Work item:
Would you output the entries below only from the line containing "mask on woman." through the line containing "in sequined jacket.", exactly as they stand and with both ends included?

Point-per-instance localization data:
===

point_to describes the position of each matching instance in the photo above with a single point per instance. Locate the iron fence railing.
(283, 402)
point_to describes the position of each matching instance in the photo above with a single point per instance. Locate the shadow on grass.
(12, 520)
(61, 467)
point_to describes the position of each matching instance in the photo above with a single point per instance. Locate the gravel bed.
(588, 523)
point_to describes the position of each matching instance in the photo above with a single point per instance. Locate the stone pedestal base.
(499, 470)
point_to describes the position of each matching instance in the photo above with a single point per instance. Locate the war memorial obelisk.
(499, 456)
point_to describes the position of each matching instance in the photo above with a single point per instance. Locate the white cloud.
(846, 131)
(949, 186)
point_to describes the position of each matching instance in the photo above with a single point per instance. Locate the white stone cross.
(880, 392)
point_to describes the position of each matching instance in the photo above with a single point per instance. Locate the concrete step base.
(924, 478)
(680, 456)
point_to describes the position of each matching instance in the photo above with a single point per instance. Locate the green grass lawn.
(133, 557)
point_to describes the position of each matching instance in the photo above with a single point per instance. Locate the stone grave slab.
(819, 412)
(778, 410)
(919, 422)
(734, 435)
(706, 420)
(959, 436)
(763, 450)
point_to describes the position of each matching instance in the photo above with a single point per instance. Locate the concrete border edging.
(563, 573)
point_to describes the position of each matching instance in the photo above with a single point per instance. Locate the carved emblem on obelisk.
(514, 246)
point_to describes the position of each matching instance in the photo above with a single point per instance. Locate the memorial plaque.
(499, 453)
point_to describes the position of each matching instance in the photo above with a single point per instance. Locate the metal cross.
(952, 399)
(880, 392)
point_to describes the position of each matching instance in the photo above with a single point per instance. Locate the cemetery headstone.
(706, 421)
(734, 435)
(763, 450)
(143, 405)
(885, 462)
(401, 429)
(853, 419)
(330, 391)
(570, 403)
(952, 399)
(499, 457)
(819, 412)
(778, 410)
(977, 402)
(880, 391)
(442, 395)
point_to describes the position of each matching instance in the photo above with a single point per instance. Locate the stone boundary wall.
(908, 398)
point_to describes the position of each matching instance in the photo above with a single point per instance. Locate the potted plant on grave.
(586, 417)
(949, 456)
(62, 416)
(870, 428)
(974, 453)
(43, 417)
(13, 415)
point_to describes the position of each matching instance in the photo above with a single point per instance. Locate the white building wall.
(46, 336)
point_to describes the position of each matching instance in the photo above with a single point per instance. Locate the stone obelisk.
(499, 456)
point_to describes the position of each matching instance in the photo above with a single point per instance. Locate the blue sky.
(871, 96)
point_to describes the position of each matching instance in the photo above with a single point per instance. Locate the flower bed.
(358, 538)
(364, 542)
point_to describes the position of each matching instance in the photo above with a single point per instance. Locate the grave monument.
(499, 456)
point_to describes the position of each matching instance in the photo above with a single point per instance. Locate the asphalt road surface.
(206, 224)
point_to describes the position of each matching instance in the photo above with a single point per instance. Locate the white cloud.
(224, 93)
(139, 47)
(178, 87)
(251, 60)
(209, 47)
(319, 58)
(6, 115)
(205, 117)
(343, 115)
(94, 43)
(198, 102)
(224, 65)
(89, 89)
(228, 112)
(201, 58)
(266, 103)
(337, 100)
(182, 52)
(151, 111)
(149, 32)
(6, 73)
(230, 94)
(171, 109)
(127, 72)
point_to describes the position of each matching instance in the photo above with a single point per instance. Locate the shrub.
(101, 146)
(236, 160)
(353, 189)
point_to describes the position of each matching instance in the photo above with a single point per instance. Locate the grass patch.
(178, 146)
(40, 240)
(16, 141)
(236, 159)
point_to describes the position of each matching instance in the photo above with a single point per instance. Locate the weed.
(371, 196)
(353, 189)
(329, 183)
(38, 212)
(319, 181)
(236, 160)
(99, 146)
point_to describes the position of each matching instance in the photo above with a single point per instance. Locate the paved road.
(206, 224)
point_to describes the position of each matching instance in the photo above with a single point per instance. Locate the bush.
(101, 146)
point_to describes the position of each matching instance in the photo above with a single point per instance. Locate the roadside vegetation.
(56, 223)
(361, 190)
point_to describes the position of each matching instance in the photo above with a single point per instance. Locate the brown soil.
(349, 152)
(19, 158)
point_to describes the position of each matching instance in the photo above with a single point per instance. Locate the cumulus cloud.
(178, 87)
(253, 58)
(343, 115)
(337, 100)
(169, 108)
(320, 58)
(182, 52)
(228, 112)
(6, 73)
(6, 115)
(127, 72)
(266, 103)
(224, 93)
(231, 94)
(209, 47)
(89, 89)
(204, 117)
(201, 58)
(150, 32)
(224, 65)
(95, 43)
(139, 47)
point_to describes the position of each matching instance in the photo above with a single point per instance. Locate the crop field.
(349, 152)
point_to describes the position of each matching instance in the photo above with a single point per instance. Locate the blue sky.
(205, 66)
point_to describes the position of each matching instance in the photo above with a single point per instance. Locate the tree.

===

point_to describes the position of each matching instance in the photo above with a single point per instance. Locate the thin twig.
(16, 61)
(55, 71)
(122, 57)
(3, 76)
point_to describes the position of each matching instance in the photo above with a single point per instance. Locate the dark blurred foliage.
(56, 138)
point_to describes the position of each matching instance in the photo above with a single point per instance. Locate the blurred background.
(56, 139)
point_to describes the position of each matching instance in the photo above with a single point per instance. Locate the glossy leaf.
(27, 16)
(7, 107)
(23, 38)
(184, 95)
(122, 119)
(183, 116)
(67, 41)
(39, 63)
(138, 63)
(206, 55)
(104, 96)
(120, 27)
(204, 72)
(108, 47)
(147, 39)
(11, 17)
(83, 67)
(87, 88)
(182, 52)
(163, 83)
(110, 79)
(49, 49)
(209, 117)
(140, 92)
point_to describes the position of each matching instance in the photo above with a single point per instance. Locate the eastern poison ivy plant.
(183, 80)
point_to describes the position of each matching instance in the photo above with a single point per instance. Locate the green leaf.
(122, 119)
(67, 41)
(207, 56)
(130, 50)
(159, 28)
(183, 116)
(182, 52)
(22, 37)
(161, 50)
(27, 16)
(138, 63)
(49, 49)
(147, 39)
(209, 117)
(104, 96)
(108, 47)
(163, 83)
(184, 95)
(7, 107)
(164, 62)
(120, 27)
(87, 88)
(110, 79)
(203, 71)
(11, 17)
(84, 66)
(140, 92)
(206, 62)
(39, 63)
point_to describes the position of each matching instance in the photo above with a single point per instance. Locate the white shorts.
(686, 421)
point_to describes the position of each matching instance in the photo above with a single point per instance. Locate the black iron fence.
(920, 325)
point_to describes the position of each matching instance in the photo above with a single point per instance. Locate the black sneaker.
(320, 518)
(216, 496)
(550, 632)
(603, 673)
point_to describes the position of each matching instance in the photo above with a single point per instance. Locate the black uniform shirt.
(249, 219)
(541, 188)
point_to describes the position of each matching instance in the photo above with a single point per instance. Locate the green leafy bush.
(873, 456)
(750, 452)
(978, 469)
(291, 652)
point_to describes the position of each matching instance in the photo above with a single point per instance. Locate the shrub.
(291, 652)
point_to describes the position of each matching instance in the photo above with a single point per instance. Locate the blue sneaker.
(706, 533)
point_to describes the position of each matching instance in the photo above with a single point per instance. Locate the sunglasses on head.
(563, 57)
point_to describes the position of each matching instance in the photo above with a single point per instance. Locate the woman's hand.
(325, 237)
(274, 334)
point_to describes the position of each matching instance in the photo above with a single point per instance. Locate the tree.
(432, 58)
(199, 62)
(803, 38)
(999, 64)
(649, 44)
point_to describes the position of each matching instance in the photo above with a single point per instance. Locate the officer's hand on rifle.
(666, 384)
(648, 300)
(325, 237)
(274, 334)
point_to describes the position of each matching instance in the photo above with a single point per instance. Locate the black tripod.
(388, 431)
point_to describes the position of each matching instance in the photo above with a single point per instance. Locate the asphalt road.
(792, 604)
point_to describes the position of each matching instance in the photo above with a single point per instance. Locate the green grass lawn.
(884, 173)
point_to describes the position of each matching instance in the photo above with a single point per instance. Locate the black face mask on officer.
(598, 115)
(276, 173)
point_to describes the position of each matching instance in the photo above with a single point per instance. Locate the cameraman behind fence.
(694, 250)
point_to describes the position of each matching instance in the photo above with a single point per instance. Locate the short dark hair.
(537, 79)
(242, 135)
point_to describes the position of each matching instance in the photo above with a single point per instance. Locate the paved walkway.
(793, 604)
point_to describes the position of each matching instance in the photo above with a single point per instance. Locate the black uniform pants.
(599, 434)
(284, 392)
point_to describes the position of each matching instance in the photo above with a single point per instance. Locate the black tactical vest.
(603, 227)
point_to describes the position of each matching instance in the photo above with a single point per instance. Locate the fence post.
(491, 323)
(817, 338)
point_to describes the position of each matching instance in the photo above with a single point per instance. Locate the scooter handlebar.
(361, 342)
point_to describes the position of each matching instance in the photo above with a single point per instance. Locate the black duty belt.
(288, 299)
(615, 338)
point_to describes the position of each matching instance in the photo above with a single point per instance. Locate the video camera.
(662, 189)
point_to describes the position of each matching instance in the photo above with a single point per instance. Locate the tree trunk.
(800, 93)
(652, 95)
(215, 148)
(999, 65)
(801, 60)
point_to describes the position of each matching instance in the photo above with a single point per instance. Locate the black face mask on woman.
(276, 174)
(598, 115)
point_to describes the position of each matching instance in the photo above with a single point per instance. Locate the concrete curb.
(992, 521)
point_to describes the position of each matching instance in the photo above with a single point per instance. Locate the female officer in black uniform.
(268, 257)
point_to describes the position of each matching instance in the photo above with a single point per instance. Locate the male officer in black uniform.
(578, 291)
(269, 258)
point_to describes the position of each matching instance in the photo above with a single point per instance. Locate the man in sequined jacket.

===

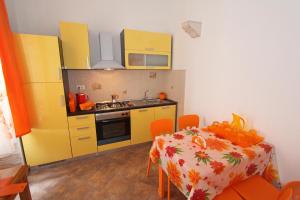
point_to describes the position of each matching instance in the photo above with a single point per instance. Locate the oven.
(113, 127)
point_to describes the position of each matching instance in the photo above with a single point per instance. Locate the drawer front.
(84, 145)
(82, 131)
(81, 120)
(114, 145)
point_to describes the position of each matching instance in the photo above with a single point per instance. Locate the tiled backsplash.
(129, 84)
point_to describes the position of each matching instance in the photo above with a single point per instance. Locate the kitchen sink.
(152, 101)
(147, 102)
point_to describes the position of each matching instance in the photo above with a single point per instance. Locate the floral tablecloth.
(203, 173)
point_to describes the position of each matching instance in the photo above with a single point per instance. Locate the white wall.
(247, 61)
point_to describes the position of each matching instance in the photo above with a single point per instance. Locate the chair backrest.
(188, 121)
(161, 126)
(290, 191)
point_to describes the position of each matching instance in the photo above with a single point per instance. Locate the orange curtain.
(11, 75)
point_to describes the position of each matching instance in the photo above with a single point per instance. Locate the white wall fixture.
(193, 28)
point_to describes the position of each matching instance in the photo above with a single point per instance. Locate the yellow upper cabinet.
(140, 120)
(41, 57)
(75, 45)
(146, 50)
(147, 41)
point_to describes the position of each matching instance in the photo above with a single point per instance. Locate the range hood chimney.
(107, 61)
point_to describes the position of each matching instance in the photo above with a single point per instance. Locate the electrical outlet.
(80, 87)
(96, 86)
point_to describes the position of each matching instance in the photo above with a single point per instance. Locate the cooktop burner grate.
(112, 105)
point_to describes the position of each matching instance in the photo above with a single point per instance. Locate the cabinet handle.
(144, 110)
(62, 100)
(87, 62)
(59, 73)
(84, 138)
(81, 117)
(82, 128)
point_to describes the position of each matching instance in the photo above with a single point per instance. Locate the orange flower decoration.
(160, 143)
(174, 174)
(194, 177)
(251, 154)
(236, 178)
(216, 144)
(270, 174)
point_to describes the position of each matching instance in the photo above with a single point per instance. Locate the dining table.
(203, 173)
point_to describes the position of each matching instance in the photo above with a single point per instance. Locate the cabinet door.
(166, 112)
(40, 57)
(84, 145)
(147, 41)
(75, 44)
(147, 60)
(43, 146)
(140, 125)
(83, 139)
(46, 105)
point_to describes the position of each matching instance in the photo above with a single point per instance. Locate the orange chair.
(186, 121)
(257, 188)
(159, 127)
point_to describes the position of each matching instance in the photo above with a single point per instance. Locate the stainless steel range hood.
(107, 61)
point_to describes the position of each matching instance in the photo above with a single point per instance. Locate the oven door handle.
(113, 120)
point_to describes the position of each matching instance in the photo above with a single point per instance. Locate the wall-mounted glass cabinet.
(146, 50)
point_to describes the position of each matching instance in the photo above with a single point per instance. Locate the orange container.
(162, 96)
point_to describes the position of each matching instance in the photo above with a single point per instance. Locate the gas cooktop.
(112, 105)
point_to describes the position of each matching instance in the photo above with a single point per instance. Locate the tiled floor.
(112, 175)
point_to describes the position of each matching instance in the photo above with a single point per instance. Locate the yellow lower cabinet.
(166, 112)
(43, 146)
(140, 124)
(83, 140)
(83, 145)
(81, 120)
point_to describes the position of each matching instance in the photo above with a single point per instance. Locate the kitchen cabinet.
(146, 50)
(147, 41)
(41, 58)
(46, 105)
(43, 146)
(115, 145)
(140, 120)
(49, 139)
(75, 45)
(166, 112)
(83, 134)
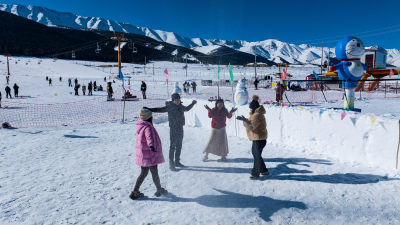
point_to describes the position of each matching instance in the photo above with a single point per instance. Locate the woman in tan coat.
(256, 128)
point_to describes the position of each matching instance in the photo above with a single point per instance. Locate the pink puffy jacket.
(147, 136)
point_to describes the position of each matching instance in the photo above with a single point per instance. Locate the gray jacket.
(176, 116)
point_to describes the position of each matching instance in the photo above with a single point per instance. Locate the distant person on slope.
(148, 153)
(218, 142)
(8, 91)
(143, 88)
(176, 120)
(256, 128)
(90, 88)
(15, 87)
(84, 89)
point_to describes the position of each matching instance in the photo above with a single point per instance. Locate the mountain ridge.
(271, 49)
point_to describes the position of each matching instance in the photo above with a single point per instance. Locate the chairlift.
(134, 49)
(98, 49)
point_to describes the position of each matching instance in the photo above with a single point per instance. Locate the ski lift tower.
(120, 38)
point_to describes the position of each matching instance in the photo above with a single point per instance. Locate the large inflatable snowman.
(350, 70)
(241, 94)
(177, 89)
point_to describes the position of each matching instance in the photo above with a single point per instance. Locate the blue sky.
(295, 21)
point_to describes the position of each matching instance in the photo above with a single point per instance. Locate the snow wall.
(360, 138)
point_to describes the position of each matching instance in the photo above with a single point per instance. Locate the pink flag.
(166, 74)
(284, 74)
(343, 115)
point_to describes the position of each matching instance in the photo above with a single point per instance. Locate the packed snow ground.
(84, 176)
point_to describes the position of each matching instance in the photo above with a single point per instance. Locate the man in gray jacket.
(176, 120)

===

Written answer:
point_to describes the position of each matching instance in the photo above with a single point per instance. Locate the black face mask on woman.
(276, 174)
(598, 115)
point_to describes the position of each matching instance in the photo above with a single point per instance. Locate the concrete curb.
(992, 521)
point_to describes the position of each matching instance in the photo above with a single point per instance. Locate the female officer in black uniform.
(268, 257)
point_to describes the position of each matching instance in the photo above with a single point per instance. Locate the male officer in black uniform.
(578, 291)
(269, 258)
point_to describes the position of each matching instance in the photo above with a single point per instance. Locate the man in sequined jacket.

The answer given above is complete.